Provided records:

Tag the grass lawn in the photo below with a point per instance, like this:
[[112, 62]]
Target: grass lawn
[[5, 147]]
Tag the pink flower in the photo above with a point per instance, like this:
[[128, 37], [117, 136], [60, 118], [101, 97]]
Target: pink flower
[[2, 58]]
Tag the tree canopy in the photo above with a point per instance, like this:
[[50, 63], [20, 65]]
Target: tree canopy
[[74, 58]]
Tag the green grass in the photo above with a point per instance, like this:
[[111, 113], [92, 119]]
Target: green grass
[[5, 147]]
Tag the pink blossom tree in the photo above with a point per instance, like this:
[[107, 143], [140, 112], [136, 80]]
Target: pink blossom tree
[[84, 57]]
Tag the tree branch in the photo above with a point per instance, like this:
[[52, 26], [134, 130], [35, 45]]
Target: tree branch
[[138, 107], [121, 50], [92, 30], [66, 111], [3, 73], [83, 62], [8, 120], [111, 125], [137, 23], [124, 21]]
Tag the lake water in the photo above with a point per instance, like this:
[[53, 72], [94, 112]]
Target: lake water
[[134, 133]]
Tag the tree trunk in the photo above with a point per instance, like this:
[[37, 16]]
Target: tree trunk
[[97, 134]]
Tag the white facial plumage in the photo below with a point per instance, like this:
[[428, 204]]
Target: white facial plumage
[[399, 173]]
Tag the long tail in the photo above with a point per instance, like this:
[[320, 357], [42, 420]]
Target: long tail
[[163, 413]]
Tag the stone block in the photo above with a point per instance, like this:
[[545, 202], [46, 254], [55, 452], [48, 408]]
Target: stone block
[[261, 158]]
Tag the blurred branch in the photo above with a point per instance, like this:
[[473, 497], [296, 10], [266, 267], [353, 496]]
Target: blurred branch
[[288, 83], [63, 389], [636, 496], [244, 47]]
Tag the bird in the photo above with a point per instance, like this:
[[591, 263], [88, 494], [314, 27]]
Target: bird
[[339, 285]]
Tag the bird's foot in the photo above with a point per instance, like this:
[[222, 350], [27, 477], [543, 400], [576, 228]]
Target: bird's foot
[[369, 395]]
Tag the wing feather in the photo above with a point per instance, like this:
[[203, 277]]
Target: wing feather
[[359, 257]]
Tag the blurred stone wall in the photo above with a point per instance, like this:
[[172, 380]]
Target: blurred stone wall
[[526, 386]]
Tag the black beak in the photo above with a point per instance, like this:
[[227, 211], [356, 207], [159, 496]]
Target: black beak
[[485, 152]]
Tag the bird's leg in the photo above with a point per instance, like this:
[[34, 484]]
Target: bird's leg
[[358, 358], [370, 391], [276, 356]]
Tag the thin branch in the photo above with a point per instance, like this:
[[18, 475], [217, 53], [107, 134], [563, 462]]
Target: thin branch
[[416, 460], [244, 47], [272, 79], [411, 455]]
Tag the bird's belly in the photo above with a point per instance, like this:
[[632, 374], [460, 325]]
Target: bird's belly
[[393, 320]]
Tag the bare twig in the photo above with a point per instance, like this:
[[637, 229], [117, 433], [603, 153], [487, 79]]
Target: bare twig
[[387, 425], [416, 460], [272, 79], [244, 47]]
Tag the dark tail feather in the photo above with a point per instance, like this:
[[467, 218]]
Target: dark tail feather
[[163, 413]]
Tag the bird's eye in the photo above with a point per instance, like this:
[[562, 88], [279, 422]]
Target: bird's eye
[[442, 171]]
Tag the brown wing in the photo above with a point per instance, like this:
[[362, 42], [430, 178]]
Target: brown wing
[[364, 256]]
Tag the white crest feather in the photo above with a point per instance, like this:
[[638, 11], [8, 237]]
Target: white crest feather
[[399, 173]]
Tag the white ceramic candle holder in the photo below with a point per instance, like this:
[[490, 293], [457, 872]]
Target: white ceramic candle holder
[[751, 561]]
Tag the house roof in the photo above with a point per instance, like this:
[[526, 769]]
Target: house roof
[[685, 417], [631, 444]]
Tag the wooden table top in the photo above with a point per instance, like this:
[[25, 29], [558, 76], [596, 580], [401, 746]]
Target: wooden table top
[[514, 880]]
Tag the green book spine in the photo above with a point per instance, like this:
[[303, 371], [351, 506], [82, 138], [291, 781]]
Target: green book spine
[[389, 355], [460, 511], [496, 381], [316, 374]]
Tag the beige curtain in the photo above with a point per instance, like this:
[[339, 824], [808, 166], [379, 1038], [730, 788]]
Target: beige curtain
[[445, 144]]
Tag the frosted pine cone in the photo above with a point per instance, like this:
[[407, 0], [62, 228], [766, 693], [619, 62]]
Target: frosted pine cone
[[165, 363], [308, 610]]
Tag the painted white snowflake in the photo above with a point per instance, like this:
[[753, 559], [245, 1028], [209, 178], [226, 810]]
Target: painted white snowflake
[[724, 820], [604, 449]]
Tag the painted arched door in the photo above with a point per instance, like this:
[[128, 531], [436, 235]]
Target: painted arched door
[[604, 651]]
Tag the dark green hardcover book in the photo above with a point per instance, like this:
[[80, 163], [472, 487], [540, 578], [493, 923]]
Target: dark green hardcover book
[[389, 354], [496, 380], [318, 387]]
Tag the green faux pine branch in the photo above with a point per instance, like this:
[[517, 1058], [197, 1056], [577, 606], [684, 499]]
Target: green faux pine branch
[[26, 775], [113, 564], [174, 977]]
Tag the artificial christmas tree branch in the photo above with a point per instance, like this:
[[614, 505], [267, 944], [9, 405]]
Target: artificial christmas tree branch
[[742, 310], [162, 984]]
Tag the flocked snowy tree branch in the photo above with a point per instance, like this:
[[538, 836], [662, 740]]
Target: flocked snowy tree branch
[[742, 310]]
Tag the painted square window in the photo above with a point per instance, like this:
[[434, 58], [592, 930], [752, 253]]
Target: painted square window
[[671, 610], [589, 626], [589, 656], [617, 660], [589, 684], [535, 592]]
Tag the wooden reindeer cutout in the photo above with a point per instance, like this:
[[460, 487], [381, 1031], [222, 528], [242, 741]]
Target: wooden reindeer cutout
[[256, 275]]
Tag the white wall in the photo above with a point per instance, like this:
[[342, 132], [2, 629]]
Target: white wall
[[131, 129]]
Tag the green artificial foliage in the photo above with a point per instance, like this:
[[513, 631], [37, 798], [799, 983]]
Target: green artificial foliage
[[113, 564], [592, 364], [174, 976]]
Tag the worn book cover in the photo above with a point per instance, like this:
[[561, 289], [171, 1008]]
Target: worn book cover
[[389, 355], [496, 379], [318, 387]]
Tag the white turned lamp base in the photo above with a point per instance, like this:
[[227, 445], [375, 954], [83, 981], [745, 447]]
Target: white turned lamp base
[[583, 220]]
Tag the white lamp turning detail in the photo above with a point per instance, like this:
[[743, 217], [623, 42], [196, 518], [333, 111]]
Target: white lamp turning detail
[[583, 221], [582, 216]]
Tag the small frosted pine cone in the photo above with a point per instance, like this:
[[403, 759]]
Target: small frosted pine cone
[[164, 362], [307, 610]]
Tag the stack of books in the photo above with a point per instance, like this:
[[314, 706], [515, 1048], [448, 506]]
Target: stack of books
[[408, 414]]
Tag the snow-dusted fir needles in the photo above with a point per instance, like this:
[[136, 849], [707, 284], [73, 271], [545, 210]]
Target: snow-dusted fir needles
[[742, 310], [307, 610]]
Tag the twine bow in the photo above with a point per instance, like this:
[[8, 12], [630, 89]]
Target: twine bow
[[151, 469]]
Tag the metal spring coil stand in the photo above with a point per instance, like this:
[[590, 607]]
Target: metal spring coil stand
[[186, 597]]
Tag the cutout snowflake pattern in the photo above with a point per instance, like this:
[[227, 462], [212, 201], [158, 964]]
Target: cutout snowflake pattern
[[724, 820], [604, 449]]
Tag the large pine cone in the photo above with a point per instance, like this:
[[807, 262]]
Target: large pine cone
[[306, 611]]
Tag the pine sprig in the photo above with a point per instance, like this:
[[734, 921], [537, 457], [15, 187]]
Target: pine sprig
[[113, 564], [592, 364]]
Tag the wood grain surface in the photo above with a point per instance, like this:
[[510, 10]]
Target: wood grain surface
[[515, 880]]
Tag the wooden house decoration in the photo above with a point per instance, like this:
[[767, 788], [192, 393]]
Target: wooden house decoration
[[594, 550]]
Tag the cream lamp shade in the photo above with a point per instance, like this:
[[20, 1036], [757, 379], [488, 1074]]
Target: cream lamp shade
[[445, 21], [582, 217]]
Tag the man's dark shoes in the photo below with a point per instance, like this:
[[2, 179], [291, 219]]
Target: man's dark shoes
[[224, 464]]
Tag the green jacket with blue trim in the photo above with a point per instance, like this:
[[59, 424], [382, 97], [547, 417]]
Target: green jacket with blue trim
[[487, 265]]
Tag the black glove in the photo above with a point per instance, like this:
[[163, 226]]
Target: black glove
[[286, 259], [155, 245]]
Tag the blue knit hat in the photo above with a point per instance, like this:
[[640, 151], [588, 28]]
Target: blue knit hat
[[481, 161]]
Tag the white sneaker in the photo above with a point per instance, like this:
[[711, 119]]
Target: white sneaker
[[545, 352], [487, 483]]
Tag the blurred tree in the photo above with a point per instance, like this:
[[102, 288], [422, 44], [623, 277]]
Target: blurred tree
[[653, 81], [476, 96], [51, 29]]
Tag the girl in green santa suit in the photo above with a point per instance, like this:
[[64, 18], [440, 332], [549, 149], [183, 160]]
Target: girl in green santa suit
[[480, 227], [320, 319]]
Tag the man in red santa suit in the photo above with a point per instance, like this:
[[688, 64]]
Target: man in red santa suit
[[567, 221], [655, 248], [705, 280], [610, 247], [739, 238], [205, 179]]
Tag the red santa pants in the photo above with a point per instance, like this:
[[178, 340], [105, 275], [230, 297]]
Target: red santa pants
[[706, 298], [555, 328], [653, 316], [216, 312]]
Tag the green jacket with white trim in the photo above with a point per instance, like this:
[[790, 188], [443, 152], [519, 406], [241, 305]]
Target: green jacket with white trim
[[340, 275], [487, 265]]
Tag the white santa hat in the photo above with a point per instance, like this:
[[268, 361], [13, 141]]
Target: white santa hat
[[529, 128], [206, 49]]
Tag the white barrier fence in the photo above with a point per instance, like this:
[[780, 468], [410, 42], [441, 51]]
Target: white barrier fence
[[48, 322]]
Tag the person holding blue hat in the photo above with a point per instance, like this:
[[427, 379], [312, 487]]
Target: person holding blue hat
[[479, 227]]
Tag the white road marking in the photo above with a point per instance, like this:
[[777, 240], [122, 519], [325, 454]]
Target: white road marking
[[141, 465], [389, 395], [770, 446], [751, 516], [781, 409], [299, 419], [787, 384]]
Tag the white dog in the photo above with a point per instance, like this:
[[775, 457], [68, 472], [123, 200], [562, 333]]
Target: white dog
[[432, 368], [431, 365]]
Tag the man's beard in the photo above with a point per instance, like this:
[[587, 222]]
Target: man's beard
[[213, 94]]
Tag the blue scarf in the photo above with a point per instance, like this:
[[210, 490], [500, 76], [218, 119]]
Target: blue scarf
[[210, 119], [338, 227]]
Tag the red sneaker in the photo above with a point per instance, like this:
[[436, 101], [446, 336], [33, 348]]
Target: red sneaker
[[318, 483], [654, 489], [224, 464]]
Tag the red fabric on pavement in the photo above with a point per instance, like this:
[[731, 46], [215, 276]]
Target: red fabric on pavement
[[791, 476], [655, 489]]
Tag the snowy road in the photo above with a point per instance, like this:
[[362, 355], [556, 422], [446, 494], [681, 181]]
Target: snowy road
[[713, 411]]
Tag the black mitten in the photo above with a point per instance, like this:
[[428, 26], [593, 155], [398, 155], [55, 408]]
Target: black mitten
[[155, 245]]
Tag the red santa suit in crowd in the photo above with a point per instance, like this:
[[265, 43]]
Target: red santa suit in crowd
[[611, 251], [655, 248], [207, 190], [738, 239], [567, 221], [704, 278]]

Short task: Starting with the first line of the material and going on through the line containing "[[134, 133]]", format those lines as a Markdown table with a "No." column giving each row's number and a "Text" column holding the line itself. Omit any blank lines.

Result:
| No. | Text |
|---|---|
| 1 | Tag the grass lawn in the photo below with a point per instance, like this: |
| 2 | [[112, 62]] |
| 3 | Target: grass lawn |
| 4 | [[5, 147]] |
| 5 | Tag the pink flower in the photo above with a point per instance, like this: |
| 6 | [[128, 37], [117, 136], [60, 118], [101, 97]] |
| 7 | Target: pink flower |
| 8 | [[2, 58]] |
| 9 | Tag the tree canopy in the photo above with a point per instance, like this: |
| 10 | [[50, 63], [20, 65]] |
| 11 | Target: tree canopy |
| 12 | [[74, 58]] |
| 13 | Tag the green grass in the photo above with a point per instance, like this: |
| 14 | [[111, 113], [92, 119]] |
| 15 | Target: green grass |
| 16 | [[5, 147]] |
| 17 | Tag the pink blossom tree in the photo above with a point per instance, like this: |
| 18 | [[107, 143], [140, 112], [136, 80]] |
| 19 | Target: pink blossom tree |
| 20 | [[84, 57]] |
| 21 | Tag the tree branch in the photo above with a point per instance, like this: |
| 22 | [[52, 26], [134, 130], [35, 45]] |
| 23 | Target: tree branch |
| 24 | [[138, 107], [121, 50], [92, 30], [66, 111], [3, 73], [83, 62], [8, 120], [111, 125], [137, 23], [124, 21]] |
| 25 | Tag the lake water in the photo above with a point per instance, like this: |
| 26 | [[53, 72], [94, 112]] |
| 27 | Target: lake water |
| 28 | [[134, 133]] |